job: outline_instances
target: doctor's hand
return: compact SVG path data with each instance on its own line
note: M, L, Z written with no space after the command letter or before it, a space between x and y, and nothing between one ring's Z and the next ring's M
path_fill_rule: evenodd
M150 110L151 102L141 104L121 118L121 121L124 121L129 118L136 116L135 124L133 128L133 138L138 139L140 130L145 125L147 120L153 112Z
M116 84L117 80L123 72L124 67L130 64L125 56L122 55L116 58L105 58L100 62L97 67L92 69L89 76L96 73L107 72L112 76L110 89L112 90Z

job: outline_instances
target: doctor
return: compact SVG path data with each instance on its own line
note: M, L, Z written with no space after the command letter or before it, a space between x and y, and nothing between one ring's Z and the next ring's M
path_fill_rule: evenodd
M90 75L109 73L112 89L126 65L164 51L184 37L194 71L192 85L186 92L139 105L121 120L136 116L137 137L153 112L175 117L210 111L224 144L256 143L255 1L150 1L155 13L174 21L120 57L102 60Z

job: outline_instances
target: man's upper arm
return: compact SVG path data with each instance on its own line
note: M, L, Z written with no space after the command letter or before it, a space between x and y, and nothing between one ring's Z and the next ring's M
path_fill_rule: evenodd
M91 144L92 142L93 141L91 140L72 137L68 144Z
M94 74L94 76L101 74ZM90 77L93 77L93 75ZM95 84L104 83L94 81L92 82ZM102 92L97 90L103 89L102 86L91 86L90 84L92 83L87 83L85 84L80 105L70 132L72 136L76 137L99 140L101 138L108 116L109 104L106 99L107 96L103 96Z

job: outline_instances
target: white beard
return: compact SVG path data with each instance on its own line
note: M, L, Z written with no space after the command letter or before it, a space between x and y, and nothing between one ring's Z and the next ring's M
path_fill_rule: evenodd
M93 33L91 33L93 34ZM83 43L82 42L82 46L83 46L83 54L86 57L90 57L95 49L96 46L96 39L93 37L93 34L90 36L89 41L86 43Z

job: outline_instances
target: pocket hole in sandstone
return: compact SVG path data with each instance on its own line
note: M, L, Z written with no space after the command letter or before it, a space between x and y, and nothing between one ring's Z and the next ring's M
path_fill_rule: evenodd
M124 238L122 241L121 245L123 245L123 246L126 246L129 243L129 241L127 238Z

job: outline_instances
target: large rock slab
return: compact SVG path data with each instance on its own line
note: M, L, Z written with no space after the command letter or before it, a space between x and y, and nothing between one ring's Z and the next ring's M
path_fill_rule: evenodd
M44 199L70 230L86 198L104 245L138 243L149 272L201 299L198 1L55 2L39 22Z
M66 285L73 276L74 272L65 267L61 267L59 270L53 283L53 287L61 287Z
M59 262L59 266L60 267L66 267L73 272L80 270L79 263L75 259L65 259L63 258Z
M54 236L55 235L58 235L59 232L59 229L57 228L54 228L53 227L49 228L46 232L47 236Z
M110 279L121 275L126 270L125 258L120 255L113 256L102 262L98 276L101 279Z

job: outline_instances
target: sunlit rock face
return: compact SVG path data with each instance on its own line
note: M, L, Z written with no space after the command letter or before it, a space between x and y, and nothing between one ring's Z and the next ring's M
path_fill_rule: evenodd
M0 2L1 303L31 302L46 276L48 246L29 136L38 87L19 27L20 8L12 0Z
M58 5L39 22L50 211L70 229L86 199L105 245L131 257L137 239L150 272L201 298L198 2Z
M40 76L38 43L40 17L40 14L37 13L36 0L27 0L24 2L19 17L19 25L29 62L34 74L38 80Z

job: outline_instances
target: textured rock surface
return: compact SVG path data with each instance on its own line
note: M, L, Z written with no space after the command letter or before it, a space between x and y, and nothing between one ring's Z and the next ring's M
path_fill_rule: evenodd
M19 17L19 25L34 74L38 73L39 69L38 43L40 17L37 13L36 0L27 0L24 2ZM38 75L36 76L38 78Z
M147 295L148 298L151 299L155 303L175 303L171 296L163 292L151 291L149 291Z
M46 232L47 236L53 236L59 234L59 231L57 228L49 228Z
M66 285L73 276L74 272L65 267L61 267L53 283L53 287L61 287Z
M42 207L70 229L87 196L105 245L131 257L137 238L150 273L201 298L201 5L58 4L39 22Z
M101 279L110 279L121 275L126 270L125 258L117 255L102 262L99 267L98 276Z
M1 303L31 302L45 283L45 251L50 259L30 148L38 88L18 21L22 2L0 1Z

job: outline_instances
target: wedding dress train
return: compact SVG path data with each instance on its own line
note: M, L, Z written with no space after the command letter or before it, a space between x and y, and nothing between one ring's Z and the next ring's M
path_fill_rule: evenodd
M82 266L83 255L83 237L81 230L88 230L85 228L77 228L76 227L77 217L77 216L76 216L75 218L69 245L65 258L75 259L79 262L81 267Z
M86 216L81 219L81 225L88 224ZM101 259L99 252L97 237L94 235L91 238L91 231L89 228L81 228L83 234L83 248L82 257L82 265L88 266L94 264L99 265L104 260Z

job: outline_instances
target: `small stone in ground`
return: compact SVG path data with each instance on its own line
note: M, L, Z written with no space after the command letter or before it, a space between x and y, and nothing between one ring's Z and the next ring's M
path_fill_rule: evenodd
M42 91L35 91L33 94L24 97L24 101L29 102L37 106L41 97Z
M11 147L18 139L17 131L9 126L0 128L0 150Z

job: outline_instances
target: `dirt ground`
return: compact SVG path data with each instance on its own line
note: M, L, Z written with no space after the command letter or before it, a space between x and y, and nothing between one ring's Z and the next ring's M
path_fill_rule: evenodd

★ ★ ★ ★ ★ ★ ★

Task description ▸ Render every line of the rows above as a numbered list, leaving out the blank lines.

Result for this exercise ▸
1. job: outline_instances
2. target: doctor's hand
3. return: compact SVG path data with each instance on its own line
4. note: M, L, Z written with no space after the command letter or before it, a space between x and y, and nothing between one ring's Z and the next ring's M
5. path_fill_rule: evenodd
6. M150 110L151 102L141 104L121 118L121 121L124 121L129 118L136 116L135 124L133 128L133 138L138 139L140 130L145 125L147 120L153 112Z
7. M116 84L117 80L123 72L124 67L130 64L125 56L122 55L116 58L105 58L100 62L97 67L92 69L89 76L96 73L107 72L112 76L110 89L112 90Z
8. job: outline_instances
9. target: doctor
10. return: compact SVG path data with each instance on its own line
11. note: M, L, Z written with no space after the command letter or before it, a space between x and y, and nothing between one ring's Z and the next ring's M
12. path_fill_rule: evenodd
13. M90 75L109 73L112 89L126 65L164 51L184 37L194 71L192 85L186 92L139 105L121 120L136 116L137 137L153 112L175 117L210 111L224 144L256 143L255 1L150 1L155 13L174 21L120 57L102 60Z
14. job: outline_instances
15. target: man's upper arm
16. return: compact SVG path data with each instance on its own line
17. note: M, L, Z written with no space after the command letter or before it, a space between x and y, and nothing between one ring's Z and the next ring's M
18. path_fill_rule: evenodd
19. M91 144L92 142L93 141L91 140L72 137L68 144Z
20. M94 74L94 76L101 74ZM90 77L93 77L93 75ZM95 84L104 83L94 81L92 82ZM102 92L97 90L103 89L102 86L91 86L90 84L92 83L87 83L85 84L80 105L70 132L72 136L76 137L99 140L101 138L108 116L109 104L106 99L107 96L103 96Z
21. job: outline_instances
22. target: white beard
23. return: compact SVG path data with each instance on its own line
24. note: M, L, Z written with no space after the command letter or before it, a space between x and y, and nothing between one ring's Z and the next ring's M
25. path_fill_rule: evenodd
26. M93 33L91 33L93 34ZM83 43L82 42L82 46L83 46L83 54L86 57L90 57L95 49L96 46L96 39L93 37L93 34L90 36L89 41L86 43Z
27. job: outline_instances
28. target: pocket hole in sandstone
29. return: compact SVG path data with each instance on its own line
30. note: M, L, Z written with no space after the command letter or before it, a space between x and y, and nothing between one ring's Z and the next ring's M
31. path_fill_rule: evenodd
32. M124 238L122 241L121 245L123 245L123 246L126 246L129 243L129 241L127 238Z
33. job: outline_instances
34. target: large rock slab
35. return: compact SVG path data with each instance on its own line
36. note: M, L, Z written with no space after the command letter or before it, a space between x and y, and nothing between one ring's Z and the next ring's M
37. path_fill_rule: evenodd
38. M44 199L70 230L86 198L104 245L138 243L149 272L201 299L198 1L55 2L39 22Z
39. M66 285L73 276L74 272L65 267L61 267L59 270L53 283L53 287L61 287Z
40. M59 262L59 266L60 267L66 267L73 272L80 270L79 263L75 259L65 259L63 258Z
41. M54 236L55 235L58 235L59 232L59 229L57 228L54 228L53 227L49 228L46 232L47 236Z
42. M110 279L121 275L126 270L125 258L120 255L113 256L102 262L98 276L101 279Z
43. job: outline_instances
44. target: sunlit rock face
45. return: compact SVG path data with each instance on its own line
46. note: M, L, Z written with no space after the command letter or before it, a space between x and y, and nothing between one ring's Z and the next ring's M
47. path_fill_rule: evenodd
48. M0 2L1 303L31 302L46 276L48 246L29 136L38 87L19 27L20 8L12 0Z
49. M58 5L39 22L50 211L70 229L86 199L105 245L131 257L137 239L150 272L201 298L198 2Z
50. M40 76L38 43L40 17L40 14L37 13L36 0L27 0L24 2L19 17L19 25L29 62L34 74L38 80Z
51. job: outline_instances
52. target: textured rock surface
53. return: compact SVG path data with each instance on its own line
54. note: M, L, Z written with no space after the command letter or before it, a space between x and y, and nothing between one ring's Z and the next ring's M
55. path_fill_rule: evenodd
56. M19 17L19 25L34 74L38 73L39 69L38 43L40 17L37 13L36 0L27 0L24 2ZM38 75L36 76L38 78Z
57. M147 295L148 298L151 299L155 303L175 303L171 296L163 292L151 291L149 291Z
58. M46 232L47 236L53 236L59 234L59 231L57 228L49 228Z
59. M66 285L73 276L74 272L65 267L61 267L53 283L53 287L61 287Z
60. M42 207L70 229L87 196L105 245L131 257L137 238L150 273L201 298L201 5L58 4L39 22Z
61. M101 279L110 279L121 275L126 270L125 258L117 255L102 262L99 267L98 276Z
62. M1 303L31 302L45 283L45 251L50 259L30 148L38 88L18 21L22 2L0 1Z
63. job: outline_instances
64. target: wedding dress train
65. return: compact SVG path data with each instance on its own line
66. note: M, L, Z written with no space after the command letter or before it, a space between x and y, and nothing between one ring's Z and the next ring's M
67. path_fill_rule: evenodd
68. M82 266L83 255L83 237L81 230L88 230L85 228L77 228L76 227L77 217L77 216L76 216L75 218L69 245L65 258L75 259L79 262L81 267Z
69. M86 216L81 219L81 225L88 224ZM101 259L99 252L97 237L94 235L91 238L91 231L89 228L81 228L83 234L83 248L82 257L82 265L88 266L94 264L99 265L104 260Z
70. job: outline_instances
71. target: `small stone in ground`
72. return: compact SVG path data with each instance on its own line
73. note: M, L, Z written with no space after the command letter or before it, a space between x and y, and nothing between one ring's Z and the next ring's M
74. path_fill_rule: evenodd
75. M42 91L35 91L33 94L24 97L24 101L29 102L37 106L41 97Z
76. M11 147L18 139L17 131L9 126L0 128L0 150Z
77. job: outline_instances
78. target: `dirt ground`
79. return: compact SVG path data with each instance on its own line
80. note: M, L, Z written with no space after the command letter or before it, a space between x and y, and nothing between one ring's Z and the next ring's M
81. path_fill_rule: evenodd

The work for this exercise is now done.